— Required work —
In the entries below, reproduce verbatim every line from the line containing "Would you mind annotating the farmland" to the line containing "(1178, 473)", including both of those lines. Omit the pictures from your answer.

■ ■ ■ ■ ■

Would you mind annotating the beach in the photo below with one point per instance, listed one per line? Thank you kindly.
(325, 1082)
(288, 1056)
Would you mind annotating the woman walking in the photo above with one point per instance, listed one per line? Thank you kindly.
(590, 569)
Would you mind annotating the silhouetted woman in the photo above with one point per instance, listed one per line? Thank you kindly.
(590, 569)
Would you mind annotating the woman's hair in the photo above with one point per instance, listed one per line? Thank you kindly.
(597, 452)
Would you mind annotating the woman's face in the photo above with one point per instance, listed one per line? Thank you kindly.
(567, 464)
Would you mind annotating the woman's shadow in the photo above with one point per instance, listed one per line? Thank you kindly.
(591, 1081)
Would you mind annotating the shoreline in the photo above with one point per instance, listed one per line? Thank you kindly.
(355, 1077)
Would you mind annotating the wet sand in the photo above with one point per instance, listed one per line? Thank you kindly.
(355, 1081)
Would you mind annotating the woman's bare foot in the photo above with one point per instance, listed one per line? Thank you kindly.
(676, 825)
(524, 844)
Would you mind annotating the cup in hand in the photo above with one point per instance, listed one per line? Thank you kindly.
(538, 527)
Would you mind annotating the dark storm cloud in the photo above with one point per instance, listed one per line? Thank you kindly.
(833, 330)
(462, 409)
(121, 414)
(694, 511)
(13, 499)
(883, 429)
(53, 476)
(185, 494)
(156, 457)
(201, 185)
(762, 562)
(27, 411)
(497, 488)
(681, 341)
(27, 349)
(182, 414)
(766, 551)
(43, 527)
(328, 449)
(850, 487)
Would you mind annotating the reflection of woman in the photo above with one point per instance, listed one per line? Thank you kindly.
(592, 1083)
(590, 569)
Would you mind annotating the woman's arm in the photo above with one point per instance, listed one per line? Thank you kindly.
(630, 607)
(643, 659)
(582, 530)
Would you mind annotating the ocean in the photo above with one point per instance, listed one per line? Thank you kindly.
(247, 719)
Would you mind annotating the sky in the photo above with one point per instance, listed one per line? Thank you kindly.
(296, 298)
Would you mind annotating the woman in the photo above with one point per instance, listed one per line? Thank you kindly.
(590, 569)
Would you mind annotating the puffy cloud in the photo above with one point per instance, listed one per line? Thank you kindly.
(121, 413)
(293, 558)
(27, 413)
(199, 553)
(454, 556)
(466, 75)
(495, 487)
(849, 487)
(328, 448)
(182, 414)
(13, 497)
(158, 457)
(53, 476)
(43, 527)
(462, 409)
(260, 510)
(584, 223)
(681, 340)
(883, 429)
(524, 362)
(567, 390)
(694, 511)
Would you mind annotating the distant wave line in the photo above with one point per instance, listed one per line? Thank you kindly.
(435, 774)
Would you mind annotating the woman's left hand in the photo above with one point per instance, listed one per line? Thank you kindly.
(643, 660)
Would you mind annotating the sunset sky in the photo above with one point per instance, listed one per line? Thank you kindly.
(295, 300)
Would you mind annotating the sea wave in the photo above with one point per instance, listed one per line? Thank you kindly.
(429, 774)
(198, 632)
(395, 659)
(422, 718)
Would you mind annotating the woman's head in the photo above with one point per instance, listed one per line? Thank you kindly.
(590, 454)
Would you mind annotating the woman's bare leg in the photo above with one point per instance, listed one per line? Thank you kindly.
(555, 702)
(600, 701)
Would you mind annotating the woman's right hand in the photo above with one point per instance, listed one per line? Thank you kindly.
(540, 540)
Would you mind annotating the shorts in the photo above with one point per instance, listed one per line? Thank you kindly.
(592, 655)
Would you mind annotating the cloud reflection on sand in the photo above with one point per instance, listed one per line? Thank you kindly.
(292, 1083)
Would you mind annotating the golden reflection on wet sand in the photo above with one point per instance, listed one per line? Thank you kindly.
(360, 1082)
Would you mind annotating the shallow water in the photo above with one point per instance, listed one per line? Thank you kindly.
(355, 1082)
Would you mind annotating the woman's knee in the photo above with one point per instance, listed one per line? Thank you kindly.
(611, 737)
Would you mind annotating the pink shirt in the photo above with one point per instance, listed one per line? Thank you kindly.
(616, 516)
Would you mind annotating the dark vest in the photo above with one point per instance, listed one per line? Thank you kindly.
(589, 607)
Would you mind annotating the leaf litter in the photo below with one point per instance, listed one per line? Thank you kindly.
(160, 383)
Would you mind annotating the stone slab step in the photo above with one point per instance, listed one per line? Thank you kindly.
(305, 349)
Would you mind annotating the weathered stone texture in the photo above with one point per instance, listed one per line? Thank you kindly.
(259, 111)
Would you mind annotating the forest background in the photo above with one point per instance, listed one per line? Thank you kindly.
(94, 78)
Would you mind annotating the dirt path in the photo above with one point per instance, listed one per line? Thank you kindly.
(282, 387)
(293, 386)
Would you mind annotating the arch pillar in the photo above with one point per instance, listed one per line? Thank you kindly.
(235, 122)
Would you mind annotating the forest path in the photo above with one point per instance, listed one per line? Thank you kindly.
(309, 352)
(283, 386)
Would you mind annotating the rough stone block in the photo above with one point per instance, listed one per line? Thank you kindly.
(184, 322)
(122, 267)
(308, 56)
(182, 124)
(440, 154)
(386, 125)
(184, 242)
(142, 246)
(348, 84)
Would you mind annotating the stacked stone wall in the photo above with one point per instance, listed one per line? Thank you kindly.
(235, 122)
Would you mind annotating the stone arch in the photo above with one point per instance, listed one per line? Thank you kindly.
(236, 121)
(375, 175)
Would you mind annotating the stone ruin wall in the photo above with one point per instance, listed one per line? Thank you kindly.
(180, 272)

■ ■ ■ ■ ■

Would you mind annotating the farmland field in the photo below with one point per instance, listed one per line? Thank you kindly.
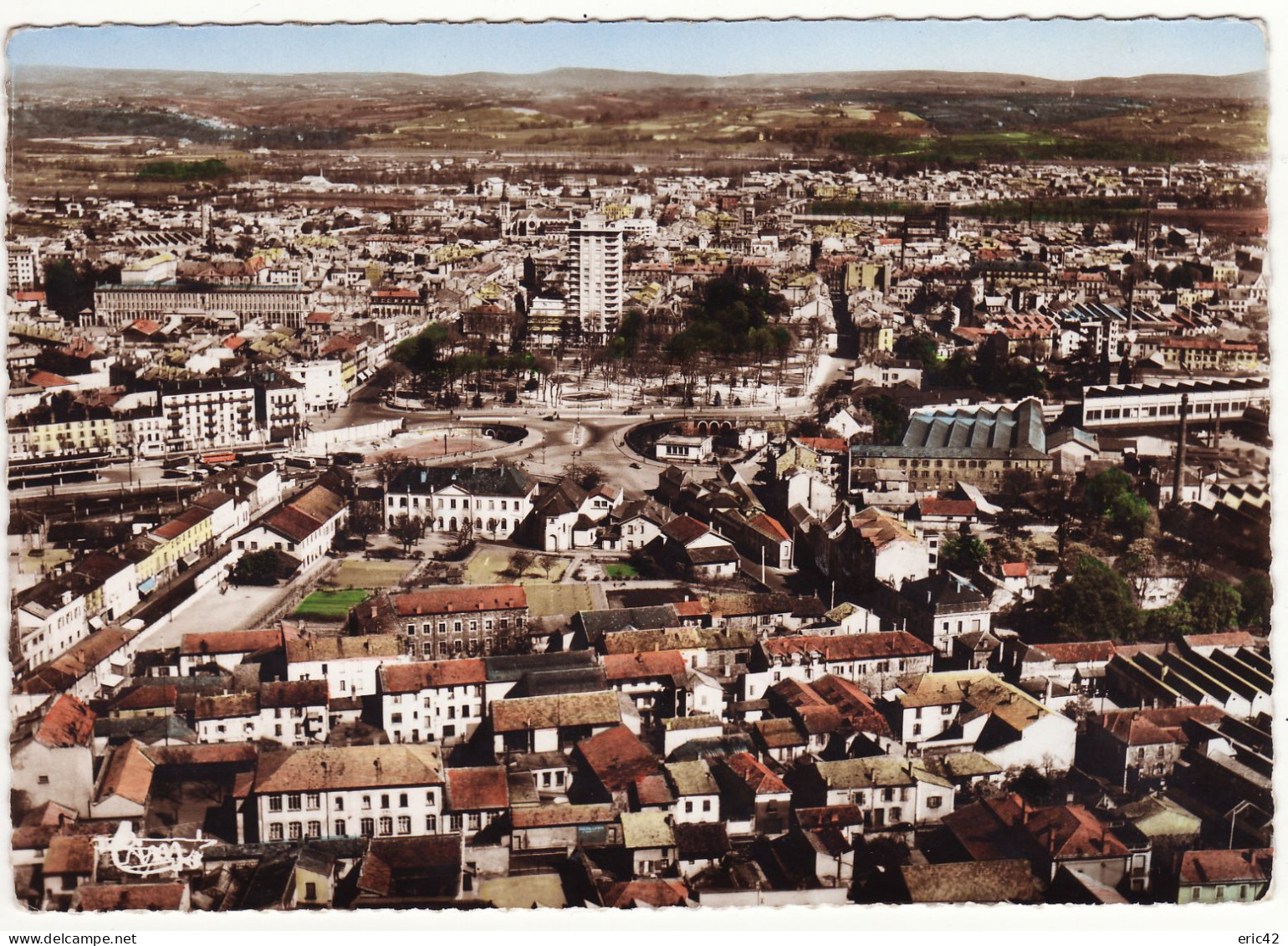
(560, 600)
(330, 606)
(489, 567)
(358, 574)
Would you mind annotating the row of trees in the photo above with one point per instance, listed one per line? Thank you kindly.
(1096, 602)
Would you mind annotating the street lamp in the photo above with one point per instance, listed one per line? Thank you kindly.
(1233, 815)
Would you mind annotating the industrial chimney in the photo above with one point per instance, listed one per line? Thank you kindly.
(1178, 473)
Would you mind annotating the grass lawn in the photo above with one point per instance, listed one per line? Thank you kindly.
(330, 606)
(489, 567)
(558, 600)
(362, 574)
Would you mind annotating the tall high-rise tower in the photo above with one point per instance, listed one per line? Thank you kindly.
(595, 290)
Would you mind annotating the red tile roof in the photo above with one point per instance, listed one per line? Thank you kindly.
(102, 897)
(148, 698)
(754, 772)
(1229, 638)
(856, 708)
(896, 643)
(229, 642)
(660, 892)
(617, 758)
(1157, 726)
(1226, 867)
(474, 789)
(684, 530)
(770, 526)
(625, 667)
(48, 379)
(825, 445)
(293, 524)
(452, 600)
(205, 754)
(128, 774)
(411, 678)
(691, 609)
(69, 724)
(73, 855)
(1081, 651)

■ ■ ■ ■ ■

— Solution to this exercise —
Would you mind annotating the farmland field in the photo below with one point per instance, listed one per line? Thank you kindly.
(560, 600)
(330, 606)
(489, 567)
(358, 574)
Would you mind annotating the row of trees in the photo above with one point per instance, listed one per line? Thank you kindly.
(1096, 602)
Would you mind annotating the street lamp in the photo above with one point per instance, listed one per line? Thank you kindly.
(1233, 815)
Would you mind annotating the industrial chimney in the photo above with one point per instance, listed one per line? Thank you kindly.
(1178, 473)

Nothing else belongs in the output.